Required action => Exact reproduction of all the data is needed.

Input material =>

○ ○ ○

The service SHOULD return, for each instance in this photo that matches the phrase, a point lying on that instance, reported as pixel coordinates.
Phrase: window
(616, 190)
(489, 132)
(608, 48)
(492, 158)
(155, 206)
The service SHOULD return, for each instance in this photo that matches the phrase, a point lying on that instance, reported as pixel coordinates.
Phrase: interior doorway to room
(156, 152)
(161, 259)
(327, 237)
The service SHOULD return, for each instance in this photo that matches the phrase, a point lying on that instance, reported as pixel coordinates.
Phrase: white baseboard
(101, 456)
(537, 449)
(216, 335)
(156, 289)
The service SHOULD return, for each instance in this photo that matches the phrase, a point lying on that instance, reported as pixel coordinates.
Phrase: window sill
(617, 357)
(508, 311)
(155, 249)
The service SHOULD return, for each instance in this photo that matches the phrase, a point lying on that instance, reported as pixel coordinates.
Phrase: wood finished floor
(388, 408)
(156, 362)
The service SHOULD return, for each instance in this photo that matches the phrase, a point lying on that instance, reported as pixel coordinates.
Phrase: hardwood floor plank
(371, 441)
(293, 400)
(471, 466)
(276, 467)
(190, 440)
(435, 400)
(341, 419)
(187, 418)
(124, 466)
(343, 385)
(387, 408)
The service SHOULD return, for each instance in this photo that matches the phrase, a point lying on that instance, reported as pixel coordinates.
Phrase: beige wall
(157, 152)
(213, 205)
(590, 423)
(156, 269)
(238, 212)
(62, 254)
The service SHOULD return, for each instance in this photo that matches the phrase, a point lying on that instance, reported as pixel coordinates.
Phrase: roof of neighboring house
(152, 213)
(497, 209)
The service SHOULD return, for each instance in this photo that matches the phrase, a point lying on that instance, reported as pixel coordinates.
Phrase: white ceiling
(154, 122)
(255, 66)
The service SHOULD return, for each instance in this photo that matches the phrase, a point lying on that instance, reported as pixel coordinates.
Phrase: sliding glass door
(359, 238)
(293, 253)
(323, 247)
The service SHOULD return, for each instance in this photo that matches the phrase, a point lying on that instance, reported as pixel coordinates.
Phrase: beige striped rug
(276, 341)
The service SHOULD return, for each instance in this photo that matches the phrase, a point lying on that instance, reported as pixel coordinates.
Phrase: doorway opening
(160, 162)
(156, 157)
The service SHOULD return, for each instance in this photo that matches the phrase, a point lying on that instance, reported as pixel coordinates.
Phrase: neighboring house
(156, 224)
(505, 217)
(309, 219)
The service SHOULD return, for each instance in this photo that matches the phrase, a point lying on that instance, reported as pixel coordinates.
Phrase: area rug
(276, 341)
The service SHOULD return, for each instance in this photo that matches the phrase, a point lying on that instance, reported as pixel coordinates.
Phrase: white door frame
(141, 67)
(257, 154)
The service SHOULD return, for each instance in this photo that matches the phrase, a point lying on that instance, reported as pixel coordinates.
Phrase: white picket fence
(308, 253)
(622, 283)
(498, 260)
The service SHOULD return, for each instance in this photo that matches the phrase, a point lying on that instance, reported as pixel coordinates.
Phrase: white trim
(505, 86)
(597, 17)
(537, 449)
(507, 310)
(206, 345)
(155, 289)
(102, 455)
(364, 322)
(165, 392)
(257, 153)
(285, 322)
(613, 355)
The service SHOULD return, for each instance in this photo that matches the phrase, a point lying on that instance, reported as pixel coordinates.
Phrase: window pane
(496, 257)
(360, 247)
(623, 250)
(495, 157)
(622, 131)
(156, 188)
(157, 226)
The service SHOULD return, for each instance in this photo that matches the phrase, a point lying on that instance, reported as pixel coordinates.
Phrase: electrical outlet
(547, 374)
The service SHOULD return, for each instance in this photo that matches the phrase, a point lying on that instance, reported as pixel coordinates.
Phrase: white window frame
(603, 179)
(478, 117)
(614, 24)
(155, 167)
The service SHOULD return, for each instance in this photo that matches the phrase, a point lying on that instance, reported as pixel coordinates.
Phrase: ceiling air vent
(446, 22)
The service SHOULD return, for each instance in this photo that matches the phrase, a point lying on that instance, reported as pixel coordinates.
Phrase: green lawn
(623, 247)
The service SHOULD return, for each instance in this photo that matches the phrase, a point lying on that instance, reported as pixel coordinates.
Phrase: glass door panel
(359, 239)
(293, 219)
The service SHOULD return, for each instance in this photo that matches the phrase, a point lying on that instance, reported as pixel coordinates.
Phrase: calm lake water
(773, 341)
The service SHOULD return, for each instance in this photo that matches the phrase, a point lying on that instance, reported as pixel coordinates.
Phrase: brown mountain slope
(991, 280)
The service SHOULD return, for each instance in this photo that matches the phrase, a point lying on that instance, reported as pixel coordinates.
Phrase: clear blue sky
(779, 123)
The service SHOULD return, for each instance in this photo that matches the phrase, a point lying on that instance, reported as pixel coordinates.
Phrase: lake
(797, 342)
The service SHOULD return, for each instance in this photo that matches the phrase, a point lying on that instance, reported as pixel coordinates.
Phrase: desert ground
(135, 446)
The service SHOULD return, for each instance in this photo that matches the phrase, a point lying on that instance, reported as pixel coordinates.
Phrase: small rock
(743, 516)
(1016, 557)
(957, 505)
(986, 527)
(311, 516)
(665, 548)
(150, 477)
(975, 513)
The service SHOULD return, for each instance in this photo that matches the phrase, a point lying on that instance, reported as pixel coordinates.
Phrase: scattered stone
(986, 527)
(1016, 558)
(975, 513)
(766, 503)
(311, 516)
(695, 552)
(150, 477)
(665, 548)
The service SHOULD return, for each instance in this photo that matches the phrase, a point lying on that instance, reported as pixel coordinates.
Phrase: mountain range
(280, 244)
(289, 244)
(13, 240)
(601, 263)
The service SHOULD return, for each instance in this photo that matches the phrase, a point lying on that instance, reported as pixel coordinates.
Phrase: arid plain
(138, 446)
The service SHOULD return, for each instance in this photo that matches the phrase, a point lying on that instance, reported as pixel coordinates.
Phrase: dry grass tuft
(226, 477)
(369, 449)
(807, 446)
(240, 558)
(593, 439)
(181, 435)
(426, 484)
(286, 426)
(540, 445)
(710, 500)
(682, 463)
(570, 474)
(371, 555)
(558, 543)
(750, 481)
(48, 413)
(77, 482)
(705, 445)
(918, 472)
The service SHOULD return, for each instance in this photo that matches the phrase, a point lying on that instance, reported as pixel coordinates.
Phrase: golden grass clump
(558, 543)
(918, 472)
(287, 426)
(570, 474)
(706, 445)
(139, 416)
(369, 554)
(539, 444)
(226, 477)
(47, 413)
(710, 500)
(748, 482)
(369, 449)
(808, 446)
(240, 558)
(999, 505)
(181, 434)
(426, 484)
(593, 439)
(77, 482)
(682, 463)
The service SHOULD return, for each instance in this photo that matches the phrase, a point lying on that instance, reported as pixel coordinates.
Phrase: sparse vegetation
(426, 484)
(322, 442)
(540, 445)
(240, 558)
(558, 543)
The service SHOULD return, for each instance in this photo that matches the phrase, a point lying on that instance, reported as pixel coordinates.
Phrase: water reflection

○ ○ ○

Answer space =>
The service SHOULD return, for each instance in this photo that matches the phrase, a point lying on that instance, reported as pixel coordinates.
Phrase: window
(616, 190)
(489, 132)
(608, 48)
(492, 158)
(155, 206)
The service SHOULD return, for each instance in this photo that matches the phrase, a point lying on that instance, reported as pixel coordinates.
Phrase: interior doorway to room
(156, 152)
(161, 259)
(327, 237)
The service SHOULD return, for each instance in this photo that matches the phrase, a point lying on that instance, reported as pixel coordinates.
Phrase: white baseboard
(101, 456)
(537, 449)
(216, 335)
(156, 289)
The service SHOULD return, for each instance in this photo that matches the phrase, a point lying on that instance, reported as pixel coordinates.
Phrase: window sill
(617, 357)
(508, 311)
(155, 249)
The service SHOULD return, for each instance in this photo that matches the phrase, a point lying on that instance, reported as pixel coordinates.
Phrase: wood finished floor
(388, 408)
(156, 362)
The service SHOULD return, for each instance in this photo that matches the phrase, a point lying on that instance, reported as pixel coordinates.
Phrase: hardwood floor plank
(371, 441)
(293, 400)
(471, 466)
(276, 467)
(190, 440)
(435, 400)
(341, 419)
(187, 418)
(124, 466)
(343, 385)
(387, 408)
The service SHOULD return, for each instance in this photo that matches the phrase, a point lying on that instance, reported as pixel coordinates.
Phrase: beige wall
(157, 152)
(213, 205)
(590, 423)
(156, 269)
(238, 212)
(62, 254)
The service SHOULD return, for each instance in this photo that matches the phrase, a point lying on that instance, reported as pixel coordinates.
Phrase: roof of neighboring house
(152, 213)
(497, 209)
The service SHOULD return, for each instance in this photo that matches the phrase, a point lying on that instance, reported as pixel coordinates.
Phrase: white ceiling
(154, 122)
(255, 66)
The service SHOULD return, for each instance in this photo that matches the phrase, a point lying on that instance, reported as pixel coordinates.
Phrase: sliding glass door
(359, 238)
(293, 253)
(323, 247)
The service SHOULD return, for each instance in this photo that matches the phrase, a point lying on that instance, reported as pixel coordinates.
Phrase: beige striped rug
(276, 341)
The service SHOULD return, for each instance in this photo that matches the phrase, a point lying on that instance, reported as pixel coordinates.
Phrase: doorway opening
(160, 162)
(156, 157)
The service SHOULD return, for each instance in this photo that matches the phrase, a point lying on that instance, reported as pixel coordinates.
Phrase: neighboring house
(156, 224)
(505, 217)
(309, 219)
The service SHOULD return, for each instance in this photo that matches the phrase, a point lying on that instance, reported as pixel coordinates.
Phrase: area rug
(276, 341)
The service SHOULD return, for each instance in this photo that matches the phrase, a point lying on that instance, reported as pixel coordinates.
Phrase: white door frame
(141, 67)
(257, 154)
The service SHOULD return, for each instance in this photo that matches the phrase, a point lying on that instance, reported as pixel coordinates.
Phrase: white picket fence
(308, 253)
(622, 283)
(498, 260)
The service SHOULD return, for each instance in this photo that matches the phrase, a point lying on that instance, reported as pixel coordinates.
Phrase: white trim
(505, 86)
(597, 17)
(537, 449)
(507, 310)
(206, 345)
(155, 289)
(102, 455)
(364, 322)
(165, 392)
(257, 153)
(285, 322)
(613, 355)
The service SHOULD return, for each instance in this photo that matches the phrase, a point lying on that instance, reported as pixel coordinates.
Phrase: window pane
(496, 257)
(360, 247)
(623, 250)
(495, 157)
(622, 131)
(156, 188)
(157, 226)
The service SHOULD return, for each instance in this photo that matches the phrase, a point lying on that instance, reported as pixel coordinates.
Phrase: electrical outlet
(547, 374)
The service SHOULD return, for each instance in this photo that matches the phrase, a point lying on that instance, reported as pixel coordinates.
Phrase: white window frame
(603, 179)
(478, 117)
(614, 24)
(155, 167)
The service SHOULD return, for each instance in this photo that matches the phrase, a point lying on that instance, reported as pixel coordinates.
Phrase: ceiling air vent
(446, 22)
The service SHOULD return, for each instance in this photo that matches the phrase, a point lying on that instance, reported as pixel coordinates.
Phrase: green lawn
(623, 247)
The service SHOULD return, for each instance in this photo that matches the phrase, a point lying on that instance, reported as pixel coordinates.
Phrase: glass door panel
(359, 239)
(293, 219)
The service SHOULD return, for each instance in this photo that matches the phrase, a point lying on that instance, reported as pixel coordinates.
Phrase: calm lake water
(773, 341)
The service SHOULD return, for each instance in this photo that matches the phrase, a point lying on that instance, reported as pixel coordinates.
Phrase: brown mountain slope
(991, 280)
The service SHOULD return, for each instance in this photo that matches the phrase, a point lying on that instance, reported as pixel coordinates.
Phrase: clear blue sky
(779, 123)
The service SHOULD return, for each instance in this photo that matches the phrase, a point lying on that instance, reported as pixel coordinates.
Phrase: lake
(797, 342)
The service SHOULD return, for each instance in this photo that matches the phrase, a point lying on that instance, reported as pixel coordinates.
Phrase: desert ground
(135, 446)
The service SHOULD return, for each instance in this photo that matches the phrase, a point lying on that instance, reported as pixel coordinates.
Phrase: small rock
(743, 516)
(1016, 557)
(957, 505)
(986, 527)
(311, 516)
(665, 548)
(150, 477)
(975, 513)
The service SHOULD return, for each instance in this photo that matches the phrase, a point lying on that instance, reported as pixel coordinates.
Phrase: scattered stone
(986, 527)
(1016, 558)
(975, 513)
(766, 503)
(311, 516)
(695, 552)
(150, 477)
(665, 548)
The service SHOULD return, for each instance in this photo that matches the phrase, a point lying on that instance, reported as pixel coordinates.
Phrase: mountain range
(280, 244)
(289, 244)
(13, 240)
(601, 263)
The service SHOULD return, for each instance in this photo that matches the phrase, a point lying on that instance, reported as pixel coordinates.
Phrase: arid plain
(138, 446)
The service SHOULD return, for each instance in this photo that matches the phrase, a point lying on that instance, reported as pixel coordinates.
Phrase: dry grass tuft
(226, 477)
(369, 449)
(807, 446)
(240, 558)
(593, 439)
(181, 435)
(426, 484)
(286, 426)
(540, 445)
(710, 500)
(682, 463)
(570, 474)
(371, 555)
(558, 543)
(750, 481)
(48, 413)
(77, 482)
(705, 445)
(918, 472)
The service SHOULD return, for each instance in this photo that matches the phrase, a point lying on that instance, reported as pixel coordinates.
Phrase: golden grass clump
(558, 543)
(918, 472)
(287, 426)
(570, 474)
(706, 445)
(139, 416)
(369, 554)
(539, 444)
(226, 477)
(47, 413)
(710, 500)
(748, 482)
(369, 449)
(808, 446)
(240, 558)
(999, 505)
(181, 434)
(426, 484)
(593, 439)
(77, 482)
(682, 463)
The service SHOULD return, for each instance in this photo that matches the phrase, a point lying on that instance, reported as pixel coordinates.
Phrase: sparse vegetation
(426, 484)
(322, 442)
(540, 445)
(240, 558)
(558, 543)
The service SHOULD return, for each instance in this photo that matches the phrase, a point lying on that instance, reported as pixel coordinates.
Phrase: water reflection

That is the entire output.